WQMP (101.9 FM) is a radio station licensed to Daytona Beach serving the Orlando and Space Coast areas of Central Florida. Owned by Audacy, Inc., it broadcasts an alternative rock format branded as "FM 101.9". Its studios are located in Maitland and the transmitter is in Orange City. To the north, the station can be heard as far as St. Augustine, to the south, the station can be heard as far as Palm Bay and is one of the few Orlando stations that covers Ocala.

History

Early years
The 101.9 frequency began as WMFJ-FM on November 1, 1967. Sister to AM 1450 in Daytona Beach, WMFJ-FM was an automated beautiful music station known as Stereo 102.  The station's calls were changed to WQXQ in 1973, and the format became automated Album Oriented Rock as Q102. Despite the rock format's success, management felt that a top 40 hit station would have more mass appeal, and so Q102 changed from rock to Top 40 in 1976; initially the station remained automated, but by the end of the 1970s it employed a staff of live and local announcers. The station changed its calls to WDOQ in 1980, but the format remained top 40, the moniker remained Q102, and the ratings remained high. Due to new competition in the Daytona market from WNFI in 1982, Q102 began to more aggressively target the Orlando market as opposed to only Daytona Beach. Although plans for a big 100,000-watt signal that would have extended to St. Augustine, Gainesville and Ocala were scrapped, WDOQ's listenership continued to grow.

* * * * *

# Exercise A:
Answer these questions from the WQMP passage:
(i) In which city are the station's studios located?
(ii) Under what call letters did the 101.9 frequency begin on November 1, 1967?
(iii) In what year did Q102 change from rock to Top 40?
# Exercise B:
Duplicate the stretch of the WQMP passage from "WQMP (101.9 FM)" through "that covers Ocala.".
The rows after the WQMP passage were drawn from a separate source.

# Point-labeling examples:
* * * * *

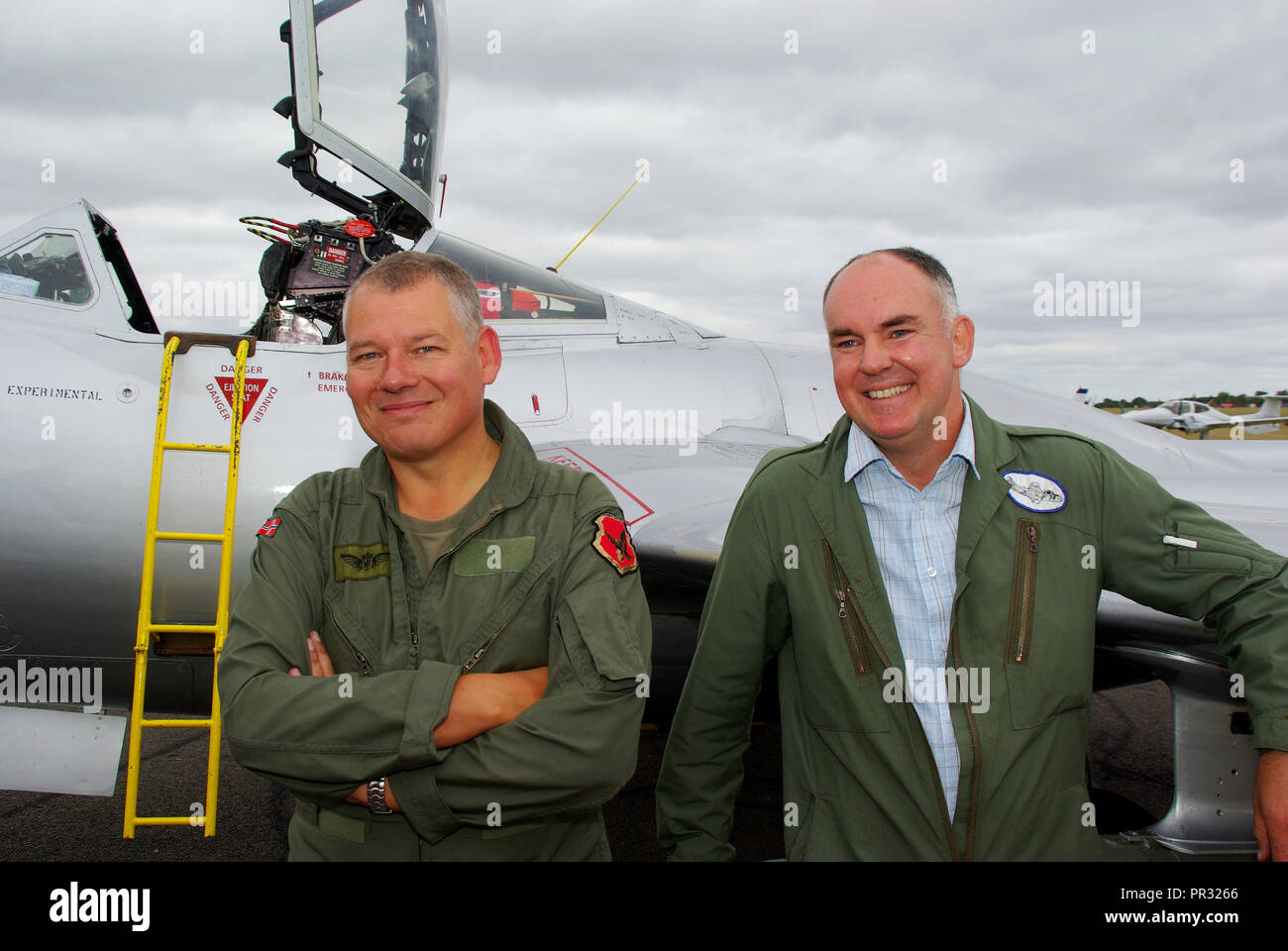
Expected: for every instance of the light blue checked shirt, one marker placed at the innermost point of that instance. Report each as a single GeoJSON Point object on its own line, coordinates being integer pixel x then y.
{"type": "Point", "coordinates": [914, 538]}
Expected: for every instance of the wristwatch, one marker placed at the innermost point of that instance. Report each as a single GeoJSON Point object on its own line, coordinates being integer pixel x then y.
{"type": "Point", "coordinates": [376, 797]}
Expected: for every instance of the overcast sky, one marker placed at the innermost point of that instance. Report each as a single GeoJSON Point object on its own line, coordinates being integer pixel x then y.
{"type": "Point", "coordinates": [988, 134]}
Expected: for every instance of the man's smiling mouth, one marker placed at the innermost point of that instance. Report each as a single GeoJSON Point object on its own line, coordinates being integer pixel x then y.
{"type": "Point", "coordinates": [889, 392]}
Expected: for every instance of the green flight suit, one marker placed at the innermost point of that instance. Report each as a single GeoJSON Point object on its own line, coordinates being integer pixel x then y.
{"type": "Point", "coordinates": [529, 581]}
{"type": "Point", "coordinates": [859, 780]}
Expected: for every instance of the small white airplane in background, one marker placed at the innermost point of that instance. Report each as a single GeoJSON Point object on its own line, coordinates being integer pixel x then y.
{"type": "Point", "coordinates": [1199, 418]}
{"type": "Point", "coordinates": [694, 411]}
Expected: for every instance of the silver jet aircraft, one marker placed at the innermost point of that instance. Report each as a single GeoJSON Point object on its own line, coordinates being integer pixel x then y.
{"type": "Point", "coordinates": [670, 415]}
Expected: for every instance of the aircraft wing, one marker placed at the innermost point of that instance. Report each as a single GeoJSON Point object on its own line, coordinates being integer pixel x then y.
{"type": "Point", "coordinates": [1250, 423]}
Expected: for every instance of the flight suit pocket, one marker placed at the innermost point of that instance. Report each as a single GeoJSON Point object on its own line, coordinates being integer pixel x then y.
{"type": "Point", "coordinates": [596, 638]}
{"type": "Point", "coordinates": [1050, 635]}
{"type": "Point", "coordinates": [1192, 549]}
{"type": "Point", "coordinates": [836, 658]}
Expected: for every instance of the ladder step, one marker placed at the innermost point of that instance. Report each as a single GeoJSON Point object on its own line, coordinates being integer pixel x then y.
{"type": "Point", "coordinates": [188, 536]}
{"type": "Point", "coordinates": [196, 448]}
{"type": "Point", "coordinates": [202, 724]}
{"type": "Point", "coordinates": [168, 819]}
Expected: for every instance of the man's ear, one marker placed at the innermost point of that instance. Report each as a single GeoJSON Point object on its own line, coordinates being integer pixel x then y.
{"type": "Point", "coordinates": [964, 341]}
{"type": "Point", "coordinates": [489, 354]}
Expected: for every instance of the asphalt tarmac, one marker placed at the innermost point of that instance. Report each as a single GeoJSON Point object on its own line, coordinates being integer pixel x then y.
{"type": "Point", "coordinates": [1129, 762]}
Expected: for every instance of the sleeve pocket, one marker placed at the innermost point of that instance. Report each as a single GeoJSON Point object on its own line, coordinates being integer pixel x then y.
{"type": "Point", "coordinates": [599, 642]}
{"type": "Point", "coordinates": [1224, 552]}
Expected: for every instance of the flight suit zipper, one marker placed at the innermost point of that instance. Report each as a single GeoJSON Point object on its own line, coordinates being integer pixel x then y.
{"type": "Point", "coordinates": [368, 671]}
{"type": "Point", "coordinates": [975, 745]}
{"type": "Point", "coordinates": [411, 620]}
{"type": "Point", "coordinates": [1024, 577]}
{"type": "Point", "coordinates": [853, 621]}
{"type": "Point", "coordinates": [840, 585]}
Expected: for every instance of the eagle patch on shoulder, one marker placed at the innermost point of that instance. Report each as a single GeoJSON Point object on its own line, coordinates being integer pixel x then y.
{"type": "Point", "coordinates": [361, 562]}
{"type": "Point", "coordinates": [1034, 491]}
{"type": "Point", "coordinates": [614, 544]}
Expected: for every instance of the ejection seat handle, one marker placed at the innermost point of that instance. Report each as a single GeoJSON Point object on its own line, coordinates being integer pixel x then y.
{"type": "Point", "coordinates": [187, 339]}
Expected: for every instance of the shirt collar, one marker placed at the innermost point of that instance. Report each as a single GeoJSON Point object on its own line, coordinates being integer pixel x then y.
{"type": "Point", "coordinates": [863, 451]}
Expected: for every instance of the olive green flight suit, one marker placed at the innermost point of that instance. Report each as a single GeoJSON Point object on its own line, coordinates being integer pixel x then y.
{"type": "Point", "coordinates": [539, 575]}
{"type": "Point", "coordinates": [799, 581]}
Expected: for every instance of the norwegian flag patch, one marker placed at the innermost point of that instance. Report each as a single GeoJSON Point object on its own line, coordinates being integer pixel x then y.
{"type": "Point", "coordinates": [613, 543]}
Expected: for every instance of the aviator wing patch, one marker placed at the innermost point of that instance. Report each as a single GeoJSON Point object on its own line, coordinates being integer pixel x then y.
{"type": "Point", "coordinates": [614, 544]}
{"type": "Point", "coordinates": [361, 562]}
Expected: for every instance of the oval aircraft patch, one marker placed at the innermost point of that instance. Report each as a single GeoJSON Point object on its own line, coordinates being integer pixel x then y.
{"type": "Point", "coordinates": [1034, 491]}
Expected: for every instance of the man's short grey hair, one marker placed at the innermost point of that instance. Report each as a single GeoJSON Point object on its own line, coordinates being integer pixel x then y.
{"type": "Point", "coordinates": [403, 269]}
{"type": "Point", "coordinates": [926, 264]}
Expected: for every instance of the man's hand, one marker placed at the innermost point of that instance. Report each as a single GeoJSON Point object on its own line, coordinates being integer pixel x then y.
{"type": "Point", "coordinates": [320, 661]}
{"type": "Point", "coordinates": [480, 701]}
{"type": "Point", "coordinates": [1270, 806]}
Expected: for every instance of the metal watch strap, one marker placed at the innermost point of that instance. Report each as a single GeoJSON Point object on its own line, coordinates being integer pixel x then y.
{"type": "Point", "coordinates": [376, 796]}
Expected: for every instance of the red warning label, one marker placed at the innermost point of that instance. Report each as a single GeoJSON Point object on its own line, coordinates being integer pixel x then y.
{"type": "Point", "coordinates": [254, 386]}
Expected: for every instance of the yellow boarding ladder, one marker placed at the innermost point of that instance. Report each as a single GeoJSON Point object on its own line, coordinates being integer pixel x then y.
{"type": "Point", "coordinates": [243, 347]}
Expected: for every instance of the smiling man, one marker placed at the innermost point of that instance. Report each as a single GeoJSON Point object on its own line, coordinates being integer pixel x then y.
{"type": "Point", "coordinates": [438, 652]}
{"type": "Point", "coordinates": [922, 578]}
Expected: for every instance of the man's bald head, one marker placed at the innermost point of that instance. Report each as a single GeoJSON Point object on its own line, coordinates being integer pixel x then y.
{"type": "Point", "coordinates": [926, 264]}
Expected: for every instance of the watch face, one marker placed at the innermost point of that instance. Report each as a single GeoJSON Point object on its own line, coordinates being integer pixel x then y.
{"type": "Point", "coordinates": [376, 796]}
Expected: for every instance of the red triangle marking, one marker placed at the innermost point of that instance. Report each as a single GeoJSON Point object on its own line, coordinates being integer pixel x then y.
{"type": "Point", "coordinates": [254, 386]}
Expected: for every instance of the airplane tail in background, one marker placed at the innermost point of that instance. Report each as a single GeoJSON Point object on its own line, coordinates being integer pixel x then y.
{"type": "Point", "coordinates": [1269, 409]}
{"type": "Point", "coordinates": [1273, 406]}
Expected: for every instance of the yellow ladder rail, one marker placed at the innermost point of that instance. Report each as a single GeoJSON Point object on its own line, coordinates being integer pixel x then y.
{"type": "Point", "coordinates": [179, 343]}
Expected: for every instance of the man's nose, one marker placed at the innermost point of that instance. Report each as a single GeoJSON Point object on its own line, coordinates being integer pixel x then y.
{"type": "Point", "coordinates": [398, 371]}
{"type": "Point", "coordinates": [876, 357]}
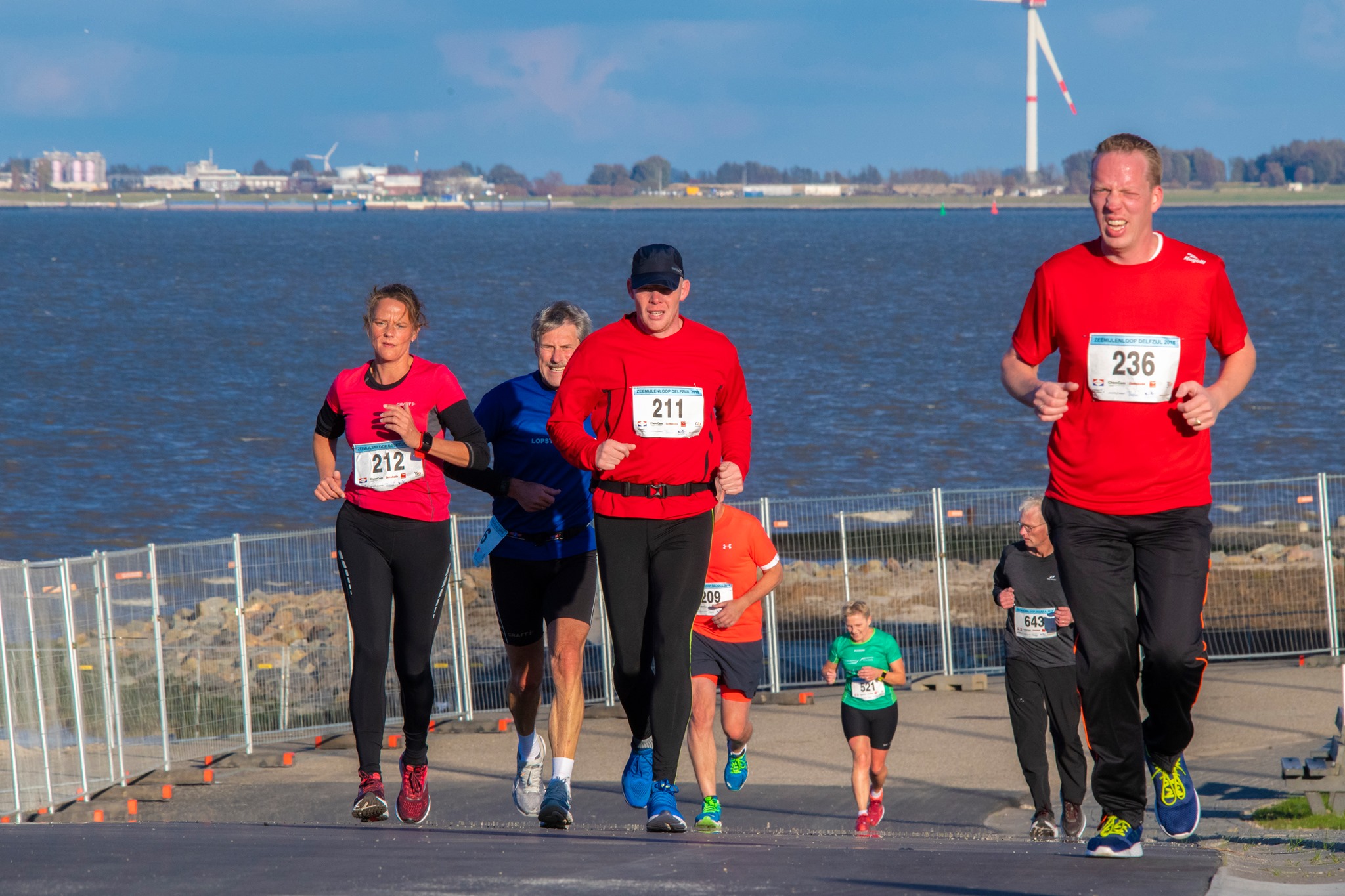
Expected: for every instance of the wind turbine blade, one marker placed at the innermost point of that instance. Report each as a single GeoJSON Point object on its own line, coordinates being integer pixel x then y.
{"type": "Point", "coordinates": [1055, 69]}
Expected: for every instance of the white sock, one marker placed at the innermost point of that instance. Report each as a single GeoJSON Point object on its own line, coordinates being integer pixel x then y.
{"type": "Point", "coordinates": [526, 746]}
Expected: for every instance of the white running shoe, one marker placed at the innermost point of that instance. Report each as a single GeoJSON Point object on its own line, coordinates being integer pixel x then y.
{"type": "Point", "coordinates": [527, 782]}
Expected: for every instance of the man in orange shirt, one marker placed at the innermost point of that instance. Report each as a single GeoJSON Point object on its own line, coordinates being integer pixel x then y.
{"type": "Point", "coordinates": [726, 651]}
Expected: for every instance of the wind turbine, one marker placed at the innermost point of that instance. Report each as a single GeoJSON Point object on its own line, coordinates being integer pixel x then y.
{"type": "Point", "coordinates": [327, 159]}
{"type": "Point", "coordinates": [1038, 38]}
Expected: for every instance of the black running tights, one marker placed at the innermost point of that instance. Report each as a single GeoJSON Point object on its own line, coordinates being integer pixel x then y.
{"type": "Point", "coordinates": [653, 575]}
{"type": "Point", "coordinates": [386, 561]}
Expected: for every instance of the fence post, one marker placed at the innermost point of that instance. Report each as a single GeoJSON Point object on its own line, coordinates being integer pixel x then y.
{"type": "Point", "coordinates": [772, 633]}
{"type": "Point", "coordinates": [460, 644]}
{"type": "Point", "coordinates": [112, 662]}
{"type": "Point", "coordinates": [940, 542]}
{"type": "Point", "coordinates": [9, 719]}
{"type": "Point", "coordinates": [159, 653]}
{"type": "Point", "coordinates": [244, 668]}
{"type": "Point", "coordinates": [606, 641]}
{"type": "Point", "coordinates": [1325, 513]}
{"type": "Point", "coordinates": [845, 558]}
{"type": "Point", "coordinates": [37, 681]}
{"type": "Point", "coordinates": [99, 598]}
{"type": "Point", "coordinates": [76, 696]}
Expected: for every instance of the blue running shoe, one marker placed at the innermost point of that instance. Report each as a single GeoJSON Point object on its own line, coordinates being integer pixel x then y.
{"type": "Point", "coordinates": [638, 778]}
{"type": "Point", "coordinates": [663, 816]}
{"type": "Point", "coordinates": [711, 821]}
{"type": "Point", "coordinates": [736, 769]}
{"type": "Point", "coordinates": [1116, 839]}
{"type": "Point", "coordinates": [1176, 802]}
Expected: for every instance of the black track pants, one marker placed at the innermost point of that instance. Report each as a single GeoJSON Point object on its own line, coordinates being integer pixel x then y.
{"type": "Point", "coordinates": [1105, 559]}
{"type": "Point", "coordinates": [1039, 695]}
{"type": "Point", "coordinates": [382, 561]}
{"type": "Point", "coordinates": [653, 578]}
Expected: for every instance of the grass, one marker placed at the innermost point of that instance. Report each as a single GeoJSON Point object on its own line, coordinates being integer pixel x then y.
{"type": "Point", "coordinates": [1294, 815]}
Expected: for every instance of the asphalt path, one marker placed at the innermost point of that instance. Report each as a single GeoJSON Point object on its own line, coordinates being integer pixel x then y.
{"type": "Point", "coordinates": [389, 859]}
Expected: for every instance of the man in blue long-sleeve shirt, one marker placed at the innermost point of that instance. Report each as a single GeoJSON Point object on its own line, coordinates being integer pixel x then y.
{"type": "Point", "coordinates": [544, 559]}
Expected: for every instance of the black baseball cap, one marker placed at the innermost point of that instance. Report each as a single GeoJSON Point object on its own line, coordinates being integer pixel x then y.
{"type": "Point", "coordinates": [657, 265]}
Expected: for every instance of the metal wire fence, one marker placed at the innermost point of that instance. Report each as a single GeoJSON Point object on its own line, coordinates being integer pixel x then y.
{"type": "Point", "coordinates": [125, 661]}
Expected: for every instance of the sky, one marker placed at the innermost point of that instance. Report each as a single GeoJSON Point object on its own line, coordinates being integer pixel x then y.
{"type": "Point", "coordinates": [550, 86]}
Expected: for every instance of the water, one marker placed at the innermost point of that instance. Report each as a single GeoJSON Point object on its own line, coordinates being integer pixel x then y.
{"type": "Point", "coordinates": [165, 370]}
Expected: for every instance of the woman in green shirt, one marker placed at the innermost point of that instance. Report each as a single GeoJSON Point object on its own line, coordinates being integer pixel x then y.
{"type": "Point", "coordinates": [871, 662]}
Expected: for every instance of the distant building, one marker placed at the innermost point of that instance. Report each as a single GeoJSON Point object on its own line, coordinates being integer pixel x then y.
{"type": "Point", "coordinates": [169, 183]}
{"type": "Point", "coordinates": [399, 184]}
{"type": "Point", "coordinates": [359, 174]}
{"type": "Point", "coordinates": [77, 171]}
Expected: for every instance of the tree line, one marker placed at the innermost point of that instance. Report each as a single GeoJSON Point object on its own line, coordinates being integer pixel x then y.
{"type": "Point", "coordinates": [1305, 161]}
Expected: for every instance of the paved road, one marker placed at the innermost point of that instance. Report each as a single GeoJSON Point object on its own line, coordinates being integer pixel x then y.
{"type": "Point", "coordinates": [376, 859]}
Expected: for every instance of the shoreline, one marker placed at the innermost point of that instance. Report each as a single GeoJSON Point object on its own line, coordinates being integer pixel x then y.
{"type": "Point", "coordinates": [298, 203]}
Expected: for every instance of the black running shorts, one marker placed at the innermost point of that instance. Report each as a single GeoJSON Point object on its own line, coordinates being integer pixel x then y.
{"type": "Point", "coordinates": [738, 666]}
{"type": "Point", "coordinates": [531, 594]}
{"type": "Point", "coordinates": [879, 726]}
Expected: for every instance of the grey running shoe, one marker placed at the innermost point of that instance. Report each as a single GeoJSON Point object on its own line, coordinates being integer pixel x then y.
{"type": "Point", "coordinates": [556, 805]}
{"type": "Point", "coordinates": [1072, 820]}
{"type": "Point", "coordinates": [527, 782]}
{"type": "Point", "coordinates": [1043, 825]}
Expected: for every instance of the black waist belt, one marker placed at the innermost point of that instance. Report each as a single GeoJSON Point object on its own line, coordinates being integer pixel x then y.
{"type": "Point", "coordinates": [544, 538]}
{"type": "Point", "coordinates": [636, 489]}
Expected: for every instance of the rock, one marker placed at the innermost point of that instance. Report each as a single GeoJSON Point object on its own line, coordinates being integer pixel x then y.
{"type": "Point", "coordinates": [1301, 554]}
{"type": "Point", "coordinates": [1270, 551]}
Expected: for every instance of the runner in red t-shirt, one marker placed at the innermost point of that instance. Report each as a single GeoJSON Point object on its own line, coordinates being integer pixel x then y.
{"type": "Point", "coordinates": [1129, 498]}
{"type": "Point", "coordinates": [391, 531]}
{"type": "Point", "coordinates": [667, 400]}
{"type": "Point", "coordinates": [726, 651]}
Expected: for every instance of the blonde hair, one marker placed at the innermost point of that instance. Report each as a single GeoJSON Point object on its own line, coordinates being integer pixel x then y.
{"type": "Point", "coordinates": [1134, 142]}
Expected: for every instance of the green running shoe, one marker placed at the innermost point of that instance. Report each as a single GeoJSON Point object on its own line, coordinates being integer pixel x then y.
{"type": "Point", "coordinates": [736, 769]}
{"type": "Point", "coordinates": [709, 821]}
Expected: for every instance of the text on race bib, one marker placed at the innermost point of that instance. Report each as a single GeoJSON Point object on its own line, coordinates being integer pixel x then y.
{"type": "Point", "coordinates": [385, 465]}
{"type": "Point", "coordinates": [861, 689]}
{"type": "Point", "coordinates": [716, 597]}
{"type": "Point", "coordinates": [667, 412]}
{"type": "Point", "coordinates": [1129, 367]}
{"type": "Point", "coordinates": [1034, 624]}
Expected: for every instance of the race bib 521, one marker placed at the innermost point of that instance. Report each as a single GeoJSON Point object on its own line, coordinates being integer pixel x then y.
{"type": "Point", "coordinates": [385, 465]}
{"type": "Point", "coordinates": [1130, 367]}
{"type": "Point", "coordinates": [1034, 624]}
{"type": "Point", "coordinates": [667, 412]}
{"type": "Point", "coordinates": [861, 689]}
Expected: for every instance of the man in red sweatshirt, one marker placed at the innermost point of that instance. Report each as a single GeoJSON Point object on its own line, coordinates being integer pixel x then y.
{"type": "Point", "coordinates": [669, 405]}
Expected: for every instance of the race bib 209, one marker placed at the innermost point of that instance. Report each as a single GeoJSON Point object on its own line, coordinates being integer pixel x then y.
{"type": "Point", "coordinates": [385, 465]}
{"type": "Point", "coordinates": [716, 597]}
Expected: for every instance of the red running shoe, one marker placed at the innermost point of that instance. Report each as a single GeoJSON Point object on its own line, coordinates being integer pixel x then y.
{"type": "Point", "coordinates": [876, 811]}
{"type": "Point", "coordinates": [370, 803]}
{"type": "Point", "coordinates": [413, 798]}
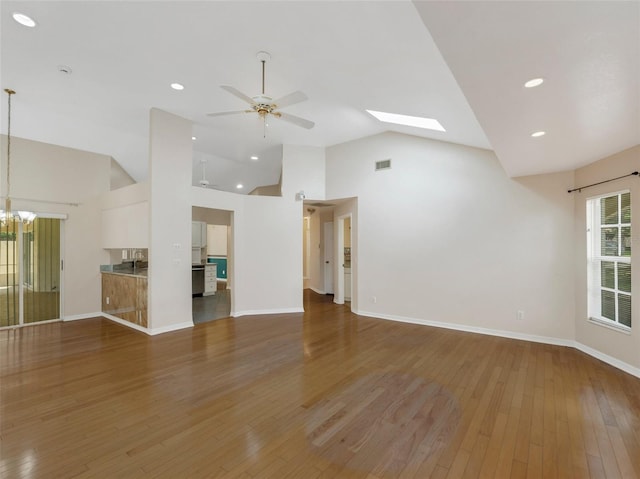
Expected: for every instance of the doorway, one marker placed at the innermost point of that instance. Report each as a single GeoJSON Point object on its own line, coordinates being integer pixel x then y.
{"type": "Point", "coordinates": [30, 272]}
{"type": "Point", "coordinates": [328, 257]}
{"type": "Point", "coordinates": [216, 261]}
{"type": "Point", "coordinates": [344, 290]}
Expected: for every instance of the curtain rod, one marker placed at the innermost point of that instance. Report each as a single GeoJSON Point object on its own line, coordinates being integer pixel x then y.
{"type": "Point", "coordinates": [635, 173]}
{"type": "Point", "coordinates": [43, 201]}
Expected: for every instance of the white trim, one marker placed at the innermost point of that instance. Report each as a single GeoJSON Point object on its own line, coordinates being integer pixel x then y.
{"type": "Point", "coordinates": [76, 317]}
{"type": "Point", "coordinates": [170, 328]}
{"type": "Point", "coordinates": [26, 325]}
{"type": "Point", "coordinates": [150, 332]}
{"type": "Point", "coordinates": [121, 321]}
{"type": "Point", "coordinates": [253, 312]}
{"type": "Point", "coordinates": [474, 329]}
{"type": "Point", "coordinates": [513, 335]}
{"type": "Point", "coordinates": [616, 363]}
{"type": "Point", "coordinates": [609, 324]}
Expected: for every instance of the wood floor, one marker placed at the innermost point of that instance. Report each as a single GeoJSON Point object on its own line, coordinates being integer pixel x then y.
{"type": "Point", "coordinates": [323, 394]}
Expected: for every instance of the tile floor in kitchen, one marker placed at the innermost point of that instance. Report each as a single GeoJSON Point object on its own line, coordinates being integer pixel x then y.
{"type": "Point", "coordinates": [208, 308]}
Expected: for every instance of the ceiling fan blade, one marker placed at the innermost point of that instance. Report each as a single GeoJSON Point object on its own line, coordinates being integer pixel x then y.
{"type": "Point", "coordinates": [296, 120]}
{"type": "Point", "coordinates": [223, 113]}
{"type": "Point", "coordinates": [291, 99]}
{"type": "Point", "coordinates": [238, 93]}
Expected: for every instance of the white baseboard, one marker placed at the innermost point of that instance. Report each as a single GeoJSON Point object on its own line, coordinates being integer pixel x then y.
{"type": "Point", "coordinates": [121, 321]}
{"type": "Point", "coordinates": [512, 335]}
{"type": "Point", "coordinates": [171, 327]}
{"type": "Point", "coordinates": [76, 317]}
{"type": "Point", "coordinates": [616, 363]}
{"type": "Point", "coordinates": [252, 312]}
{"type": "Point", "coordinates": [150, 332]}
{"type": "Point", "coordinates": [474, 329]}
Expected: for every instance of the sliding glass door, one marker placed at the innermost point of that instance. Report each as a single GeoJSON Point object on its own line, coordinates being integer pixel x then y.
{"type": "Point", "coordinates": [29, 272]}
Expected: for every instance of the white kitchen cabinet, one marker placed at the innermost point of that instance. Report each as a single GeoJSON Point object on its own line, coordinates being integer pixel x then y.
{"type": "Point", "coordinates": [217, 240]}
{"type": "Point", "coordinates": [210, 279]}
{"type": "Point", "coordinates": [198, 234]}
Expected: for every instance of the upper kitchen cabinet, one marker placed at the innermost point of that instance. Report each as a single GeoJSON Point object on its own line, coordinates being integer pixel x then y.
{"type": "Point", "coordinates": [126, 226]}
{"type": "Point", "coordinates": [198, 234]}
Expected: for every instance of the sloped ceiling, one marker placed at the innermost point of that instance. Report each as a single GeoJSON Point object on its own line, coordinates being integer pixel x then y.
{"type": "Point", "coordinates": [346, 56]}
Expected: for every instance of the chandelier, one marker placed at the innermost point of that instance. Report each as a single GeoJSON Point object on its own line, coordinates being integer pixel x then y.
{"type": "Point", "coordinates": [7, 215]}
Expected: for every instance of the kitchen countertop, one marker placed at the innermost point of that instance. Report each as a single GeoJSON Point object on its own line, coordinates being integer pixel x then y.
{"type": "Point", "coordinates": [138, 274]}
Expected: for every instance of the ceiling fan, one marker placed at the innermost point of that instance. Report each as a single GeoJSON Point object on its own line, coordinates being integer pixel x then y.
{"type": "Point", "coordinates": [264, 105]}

* * * * *

# Complete response A:
(i) Maitland
(ii) WMFJ-FM
(iii) 1976

# Complete response B:
WQMP (101.9 FM) is a radio station licensed to Daytona Beach serving the Orlando and Space Coast areas of Central Florida. Owned by Audacy, Inc., it broadcasts an alternative rock format branded as "FM 101.9". Its studios are located in Maitland and the transmitter is in Orange City. To the north, the station can be heard as far as St. Augustine, to the south, the station can be heard as far as Palm Bay and is one of the few Orlando stations that covers Ocala.